***** Record list

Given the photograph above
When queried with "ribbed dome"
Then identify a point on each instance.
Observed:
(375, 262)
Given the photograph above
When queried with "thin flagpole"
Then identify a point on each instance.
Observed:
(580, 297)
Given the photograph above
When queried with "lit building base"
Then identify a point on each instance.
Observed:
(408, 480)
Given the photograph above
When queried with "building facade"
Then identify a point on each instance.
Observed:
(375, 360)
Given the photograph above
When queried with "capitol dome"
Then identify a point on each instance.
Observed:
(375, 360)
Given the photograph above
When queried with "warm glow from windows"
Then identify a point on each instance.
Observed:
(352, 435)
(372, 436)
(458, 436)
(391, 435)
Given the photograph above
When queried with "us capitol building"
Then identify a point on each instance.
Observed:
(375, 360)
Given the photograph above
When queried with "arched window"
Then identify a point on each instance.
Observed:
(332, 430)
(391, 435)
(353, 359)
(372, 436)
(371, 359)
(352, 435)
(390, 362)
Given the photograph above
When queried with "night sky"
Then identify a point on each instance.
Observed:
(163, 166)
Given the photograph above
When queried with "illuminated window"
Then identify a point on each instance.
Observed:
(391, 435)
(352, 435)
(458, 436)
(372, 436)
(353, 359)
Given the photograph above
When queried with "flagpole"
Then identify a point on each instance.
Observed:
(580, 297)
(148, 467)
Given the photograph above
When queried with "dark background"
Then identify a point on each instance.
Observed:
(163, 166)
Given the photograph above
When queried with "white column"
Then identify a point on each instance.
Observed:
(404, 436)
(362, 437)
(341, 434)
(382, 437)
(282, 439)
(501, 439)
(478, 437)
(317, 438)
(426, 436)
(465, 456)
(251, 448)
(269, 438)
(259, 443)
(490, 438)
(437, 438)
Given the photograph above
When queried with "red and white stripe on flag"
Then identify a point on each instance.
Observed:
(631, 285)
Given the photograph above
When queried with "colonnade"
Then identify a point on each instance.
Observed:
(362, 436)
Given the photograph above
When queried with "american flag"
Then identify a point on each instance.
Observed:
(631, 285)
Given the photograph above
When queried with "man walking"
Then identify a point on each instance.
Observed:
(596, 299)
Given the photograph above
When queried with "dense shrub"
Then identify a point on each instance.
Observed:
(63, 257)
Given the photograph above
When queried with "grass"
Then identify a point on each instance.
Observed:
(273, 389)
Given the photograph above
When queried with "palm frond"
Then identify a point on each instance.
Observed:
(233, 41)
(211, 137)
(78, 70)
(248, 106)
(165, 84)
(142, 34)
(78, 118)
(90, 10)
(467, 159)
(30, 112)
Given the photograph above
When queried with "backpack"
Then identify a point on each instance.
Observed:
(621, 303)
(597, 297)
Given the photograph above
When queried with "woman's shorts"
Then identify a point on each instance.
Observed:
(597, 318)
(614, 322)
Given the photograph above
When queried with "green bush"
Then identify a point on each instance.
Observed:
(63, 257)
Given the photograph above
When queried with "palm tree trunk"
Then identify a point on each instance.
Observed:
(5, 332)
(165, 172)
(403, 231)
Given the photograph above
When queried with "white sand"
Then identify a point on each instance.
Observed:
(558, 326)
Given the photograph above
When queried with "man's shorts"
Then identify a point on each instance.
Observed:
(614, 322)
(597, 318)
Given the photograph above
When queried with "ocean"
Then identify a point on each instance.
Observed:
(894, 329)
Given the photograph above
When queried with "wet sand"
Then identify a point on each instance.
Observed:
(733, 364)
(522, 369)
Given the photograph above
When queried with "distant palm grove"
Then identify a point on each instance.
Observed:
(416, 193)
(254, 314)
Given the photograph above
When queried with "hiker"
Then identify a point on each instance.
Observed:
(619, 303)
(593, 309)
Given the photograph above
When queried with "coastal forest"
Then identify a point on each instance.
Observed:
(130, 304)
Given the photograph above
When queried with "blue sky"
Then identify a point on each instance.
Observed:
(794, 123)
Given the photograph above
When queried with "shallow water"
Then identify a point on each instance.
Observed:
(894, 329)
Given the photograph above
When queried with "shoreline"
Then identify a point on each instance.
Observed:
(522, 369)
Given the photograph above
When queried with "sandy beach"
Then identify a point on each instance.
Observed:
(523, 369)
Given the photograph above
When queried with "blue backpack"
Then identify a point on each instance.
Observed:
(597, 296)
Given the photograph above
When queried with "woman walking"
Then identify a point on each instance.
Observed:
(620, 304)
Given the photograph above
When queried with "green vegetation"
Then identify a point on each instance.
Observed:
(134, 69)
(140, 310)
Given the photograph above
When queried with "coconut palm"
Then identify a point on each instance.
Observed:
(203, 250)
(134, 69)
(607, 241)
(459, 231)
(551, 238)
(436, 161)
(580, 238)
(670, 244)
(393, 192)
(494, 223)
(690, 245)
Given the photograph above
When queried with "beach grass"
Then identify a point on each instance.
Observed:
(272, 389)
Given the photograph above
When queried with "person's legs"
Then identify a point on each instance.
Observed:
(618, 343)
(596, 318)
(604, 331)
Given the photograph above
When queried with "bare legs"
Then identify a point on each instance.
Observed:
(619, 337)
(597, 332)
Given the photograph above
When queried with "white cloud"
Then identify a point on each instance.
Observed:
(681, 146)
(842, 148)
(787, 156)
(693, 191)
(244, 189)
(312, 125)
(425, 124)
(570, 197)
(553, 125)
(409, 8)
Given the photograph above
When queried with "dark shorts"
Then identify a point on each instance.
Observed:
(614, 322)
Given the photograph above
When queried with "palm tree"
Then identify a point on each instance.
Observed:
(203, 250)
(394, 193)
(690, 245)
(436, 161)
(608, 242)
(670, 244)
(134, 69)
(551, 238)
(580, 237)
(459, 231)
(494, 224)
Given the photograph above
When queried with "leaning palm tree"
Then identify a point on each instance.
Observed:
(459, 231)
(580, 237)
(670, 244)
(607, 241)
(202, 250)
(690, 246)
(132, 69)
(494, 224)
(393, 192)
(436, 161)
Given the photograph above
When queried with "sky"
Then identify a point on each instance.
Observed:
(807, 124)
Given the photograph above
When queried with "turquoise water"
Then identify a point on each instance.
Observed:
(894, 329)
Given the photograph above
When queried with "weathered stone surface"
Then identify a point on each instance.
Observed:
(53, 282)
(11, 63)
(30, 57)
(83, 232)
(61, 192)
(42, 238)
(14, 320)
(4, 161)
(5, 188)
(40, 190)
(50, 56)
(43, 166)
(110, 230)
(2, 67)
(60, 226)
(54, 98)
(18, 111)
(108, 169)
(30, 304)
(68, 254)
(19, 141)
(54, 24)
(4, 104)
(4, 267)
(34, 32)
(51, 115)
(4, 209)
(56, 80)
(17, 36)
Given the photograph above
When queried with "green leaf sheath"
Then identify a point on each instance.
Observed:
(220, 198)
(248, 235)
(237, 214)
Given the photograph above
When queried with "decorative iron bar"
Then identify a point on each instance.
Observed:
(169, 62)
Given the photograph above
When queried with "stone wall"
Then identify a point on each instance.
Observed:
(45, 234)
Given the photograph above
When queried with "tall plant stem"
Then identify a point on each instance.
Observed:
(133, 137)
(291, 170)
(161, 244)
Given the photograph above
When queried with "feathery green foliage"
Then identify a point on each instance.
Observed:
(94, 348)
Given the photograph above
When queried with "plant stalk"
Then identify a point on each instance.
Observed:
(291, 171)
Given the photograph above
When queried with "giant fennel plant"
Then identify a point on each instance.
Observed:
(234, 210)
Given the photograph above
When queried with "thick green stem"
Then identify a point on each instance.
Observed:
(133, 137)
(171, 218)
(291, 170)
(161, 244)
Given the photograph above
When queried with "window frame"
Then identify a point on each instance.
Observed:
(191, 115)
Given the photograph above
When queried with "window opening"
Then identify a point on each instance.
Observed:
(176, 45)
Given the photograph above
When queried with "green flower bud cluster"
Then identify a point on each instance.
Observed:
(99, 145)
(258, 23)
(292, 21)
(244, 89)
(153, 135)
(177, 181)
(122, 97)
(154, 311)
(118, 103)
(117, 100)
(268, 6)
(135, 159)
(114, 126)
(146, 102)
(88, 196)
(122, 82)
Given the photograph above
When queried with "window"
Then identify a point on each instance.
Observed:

**********

Please count the lines in the rows above that contain the string "shorts", treating case as significant, and reply with only that number.

3